[Opening Selected excerpt section]
Chemical glass flask with a transparent liquid and light effects

Using GPT-3 for chemical research

GPT-3, the language model behind the renowned AI-based tool ChatGPT, can also be used in the field of chemistry to perform a range of research tasks.
Chemical glass flask with a transparent liquid and light effects
Illustration: Midjourney

By Marco Körner


GPT-3, the language model behind the renowned AI-based tool ChatGPT, can also be used in the field of chemistry to perform a range of research tasks. Its application has been demonstrated by researchers from the École polytechnique fédérale de Lausanne (EPFL), the University of Jena and the Helmholtz Institute for Polymers in Energy Applications (HIPOLE) Jena. As the team reported in a recent article in »Nature Machine Intelligence«, they have successfully circumvented a common problem in chemistry: the lack of high volumes of data needed to train AI.

Curated Q&As replace vast pools of data

»One of the various examples we used was so-called photosensitive switches,« explains Kevin Jablonka, lead author of the article. »These are molecules that change their structure when exposed to light of a certain wavelength. They also occur in the human body: our retinal cells contain a molecule called rhodopsin, which reacts to light and thus ultimately serves as the chemical switch that converts optical signals into nerve impulses,« he adds.

»The question of whether and how a hitherto unknown molecule can be switched by light is highly relevant, for instance when it comes to developing sensors, « he summarizes. »But we’ve also incorporated the question of whether a molecule can be dissolved in water, « Jablonka mentions another example. »Solubility in water is an important factor for pharmacological agents to exert their desired effect in the body.«

In order to train their GPT model to tackle these and other questions, however, the research group had to resolve a fundamental problem: »GPT-3 is not familiar with the vast majority of specialist chemical literature,« explains Jablonka. »As a result, the answers we can generate from this model are usually limited to what’s available on Wikipedia.«

With this in mind, the research group adopted a more targeted approach, enhancing GPT-3 with a comparatively small dataset of questions and answers. »We fed the model with questions—for example, about photosensitive switchable molecules, but also regarding the water solubility of certain molecules and other chemical aspects—and completed its training by providing the known answer to each question,« explains Jablonka. Proceeding in this way, he and his team created a language model capable of providing accurate insights into a variety of chemical queries.
[Closing Selected excerpt section]
# Problem to work on
Extend the article on using GPT-3 for chemical research, picking up right after its final sentence.
[Opening Given information section]
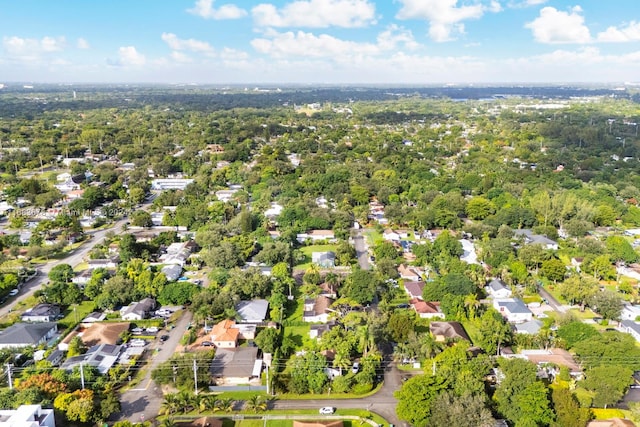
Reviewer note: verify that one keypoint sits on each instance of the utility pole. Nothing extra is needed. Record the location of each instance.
[Closing Given information section]
# Written response
Finally, they began to test the model. »The scientific question about a light-switchable molecule might look like this: What is the pi→pi* transition of CN1C(/N=N/ C2=CC=CC=C2)=C(C)C=C1C?« Jablonka says. He explains that, because the model is text-based, structural formulae cannot be used as inputs. »However, our GPT is able to handle so-called SMILES codes for molecules, like in this example.«. The tool is also capable of processing other notation methods, including chemical names following IUPAC nomenclature.

As easy as a literature search

During the testing phase, the model solved all manner of chemical problems. In many cases, it actually fared better than similar models developed to date by researchers using vast quantities of data. »The decisive factor, however, is that our GPT is as easy to use as a literature search function and works for an array of chemical problems—from substance properties such as solubility to thermodynamic and photochemical properties such as solution enthalpy and interaction with light and, of course, chemical reactivity,« adds Prof. Dr Berend Smit of EPFL Lausanne.